[Instructions for the task]
Reproduce the material below, replacing every occurrence of "bounding box" with "bounding rectangle" and leaving everything else unchanged. Omit the pictures from your answer.

[Data for this exercise]
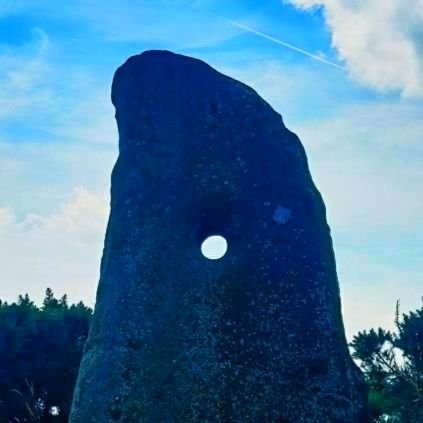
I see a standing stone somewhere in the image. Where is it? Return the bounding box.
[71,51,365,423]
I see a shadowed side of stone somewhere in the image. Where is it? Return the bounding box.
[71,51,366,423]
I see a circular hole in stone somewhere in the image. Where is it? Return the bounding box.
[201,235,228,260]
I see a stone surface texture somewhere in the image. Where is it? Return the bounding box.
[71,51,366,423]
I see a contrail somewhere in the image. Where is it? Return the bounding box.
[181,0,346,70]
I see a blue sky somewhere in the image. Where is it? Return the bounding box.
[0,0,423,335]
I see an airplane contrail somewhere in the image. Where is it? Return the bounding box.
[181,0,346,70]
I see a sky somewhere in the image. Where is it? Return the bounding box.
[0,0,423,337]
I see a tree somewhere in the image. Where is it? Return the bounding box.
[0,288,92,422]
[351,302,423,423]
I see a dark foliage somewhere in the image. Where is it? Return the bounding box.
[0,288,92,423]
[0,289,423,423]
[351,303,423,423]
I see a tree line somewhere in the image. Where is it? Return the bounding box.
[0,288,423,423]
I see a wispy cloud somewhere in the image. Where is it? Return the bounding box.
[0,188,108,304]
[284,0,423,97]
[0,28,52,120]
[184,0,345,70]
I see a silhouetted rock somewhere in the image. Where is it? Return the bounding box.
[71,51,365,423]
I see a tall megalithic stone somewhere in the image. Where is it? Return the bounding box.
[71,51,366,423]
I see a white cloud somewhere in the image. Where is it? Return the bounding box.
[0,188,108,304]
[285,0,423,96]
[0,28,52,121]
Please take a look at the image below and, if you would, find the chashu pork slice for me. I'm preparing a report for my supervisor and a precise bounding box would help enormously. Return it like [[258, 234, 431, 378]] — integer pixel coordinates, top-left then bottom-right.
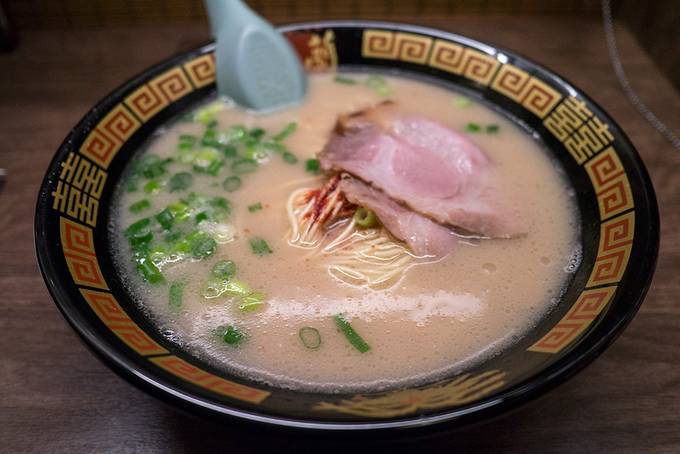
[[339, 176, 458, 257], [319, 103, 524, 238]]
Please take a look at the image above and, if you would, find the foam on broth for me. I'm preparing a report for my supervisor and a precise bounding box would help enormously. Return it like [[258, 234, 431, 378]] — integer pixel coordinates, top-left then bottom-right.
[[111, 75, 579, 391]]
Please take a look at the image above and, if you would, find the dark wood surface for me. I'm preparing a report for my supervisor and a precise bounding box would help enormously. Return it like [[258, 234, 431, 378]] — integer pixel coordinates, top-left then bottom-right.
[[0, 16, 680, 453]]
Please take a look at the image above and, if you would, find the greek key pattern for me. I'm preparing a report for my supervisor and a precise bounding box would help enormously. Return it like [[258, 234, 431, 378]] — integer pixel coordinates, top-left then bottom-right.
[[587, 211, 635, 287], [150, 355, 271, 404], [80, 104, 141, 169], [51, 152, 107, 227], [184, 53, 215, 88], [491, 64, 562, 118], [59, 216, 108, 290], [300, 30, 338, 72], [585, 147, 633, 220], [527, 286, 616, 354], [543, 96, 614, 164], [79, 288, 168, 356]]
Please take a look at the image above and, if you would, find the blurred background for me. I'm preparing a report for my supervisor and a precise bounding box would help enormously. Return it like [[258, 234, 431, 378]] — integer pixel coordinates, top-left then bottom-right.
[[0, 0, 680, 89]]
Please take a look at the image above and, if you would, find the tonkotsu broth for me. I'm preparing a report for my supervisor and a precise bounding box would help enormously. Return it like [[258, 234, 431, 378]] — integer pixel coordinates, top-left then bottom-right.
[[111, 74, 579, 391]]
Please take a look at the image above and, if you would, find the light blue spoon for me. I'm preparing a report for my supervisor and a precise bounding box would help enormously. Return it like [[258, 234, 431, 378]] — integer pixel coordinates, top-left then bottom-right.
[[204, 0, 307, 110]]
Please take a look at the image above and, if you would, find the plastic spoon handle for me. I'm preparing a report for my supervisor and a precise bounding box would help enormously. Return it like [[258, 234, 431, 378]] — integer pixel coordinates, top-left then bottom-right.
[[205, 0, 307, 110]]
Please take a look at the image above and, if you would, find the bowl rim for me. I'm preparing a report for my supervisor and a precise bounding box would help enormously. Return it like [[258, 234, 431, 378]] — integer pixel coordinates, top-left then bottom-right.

[Solution]
I see a standing stone somewhere in the image. Where is it? Return the bounding rectangle.
[71,51,365,423]
I see a shadowed side of stone somewhere in the image. Where is it? Return the bounding rectangle.
[71,51,366,423]
I see a circular hole in stone somewhere in the image. Where is it? Return the bounding rectangle.
[201,235,228,260]
I see a stone surface texture somewhere in the image. Where is it? Return the bounding rectangle.
[71,51,366,423]
I see a contrail somewhere in the image. Where is it? Return the bounding rectangle.
[181,0,346,70]
I see a blue sky somewhere in the image. Where is it? Return the bounding rectangle.
[0,0,423,335]
I see an airplane contrail somewhere in the image. Where is it? Return the bounding rectangle.
[181,0,346,70]
I see a sky somewhere in the image. Where is it? Return the bounding rectangle.
[0,0,423,337]
I see a tree somewhere in the image. Where is it? Return the bounding rectangle.
[0,288,92,422]
[351,302,423,423]
I see a dark foliage somewhere in the image. Where is it? Return the bounding rectangle.
[0,288,92,423]
[0,289,423,423]
[351,303,423,423]
I see a tree line somewhere in the image. Where is it? Return the bounding rectangle.
[0,288,423,423]
I see a wispy cloud somewhere in the image. Where is it? Return the bounding rectangle.
[0,188,108,304]
[284,0,423,97]
[0,28,52,120]
[184,0,345,70]
I see a silhouetted rock somewhere in the image. Where is it? Return the bounding rectangle.
[71,51,365,423]
I see a tall megalithic stone somewhere in the image. Where is it? Return the bounding rectangle.
[71,51,366,423]
I see a white cloud somewhere in the image. Where is it? Return the bounding rectangle.
[0,188,108,304]
[285,0,423,96]
[0,28,52,121]
Please take a look at the image below and, if you would, find the chashu pork slice for me. I'm preparing a report for my supervisor and a precise bounding rectangle would help enormously. Return it like [[258, 234, 431, 378]] — integer pixel coordinates, top-left then bottom-right.
[[339, 176, 458, 257], [319, 103, 524, 238]]
Please take a look at the image above and, if you would, find the foam on broth for me. I'm preparing a report for my supervisor and a precise bounding rectangle would help enormously. Return it like [[258, 234, 431, 378]] — integer pixel coordinates, top-left then bottom-right.
[[111, 75, 579, 391]]
Please take a look at the image above and, if you would, find the dark wood surface for me. I'm preparing a report for my supervisor and a precise bounding rectangle would help enormously. Return it like [[258, 234, 431, 378]] — integer pixel coordinates, top-left then bottom-right.
[[0, 16, 680, 453]]
Please take a look at the image above and, if you would, find the greek key pattern for me. I'm preparing a report for my supervisor and a precise bounding rectangle would help enormously. Return it like [[258, 234, 431, 378]] — integer pixel coordinates, top-left then bottom-right.
[[587, 211, 635, 287], [150, 355, 271, 404], [80, 104, 141, 169], [51, 152, 107, 227], [184, 53, 215, 88], [491, 64, 562, 118], [59, 216, 108, 290], [300, 30, 338, 72], [585, 147, 633, 220], [527, 286, 616, 354], [543, 96, 614, 164], [79, 288, 168, 356]]
Please take a look at the image above and, if you would, find the blurred background for me. I'm preparing a report for my supervisor and a precise bounding rectangle would help enormously. Return it like [[258, 234, 431, 378]] — integer pixel coordinates, top-left then bottom-right.
[[0, 0, 680, 89]]
Please take a look at the image above and, if you would, find the tonkotsu broth for me. I'm preparing a report for my supervisor and a precise bounding rectangle would help enormously. Return it like [[258, 234, 431, 378]] — integer pixel coordinates, top-left then bottom-right.
[[111, 74, 579, 391]]
Please take a look at the image above and, if you would, find the light blue spoon for me. I'm preparing a report for my supervisor and a precise bounding rectangle would help enormously. Return it like [[258, 234, 431, 378]] — integer pixel coordinates, top-left then bottom-right.
[[204, 0, 307, 110]]
Please take a look at the image above and, if you would, find the plastic spoon handle for me. I'm preparing a report for my supervisor and a precise bounding rectangle would help enormously. Return it like [[258, 234, 431, 378]] — integer pixel coordinates, top-left then bottom-right.
[[205, 0, 307, 110]]
Please take a look at the image above and, if you would, find the bowl rim for me. I'm preparing a report for my supervisor and a precise bounding rectangle would help enormously. Return it like [[258, 234, 431, 378]] — integer pixel coordinates, top-left then bottom-right.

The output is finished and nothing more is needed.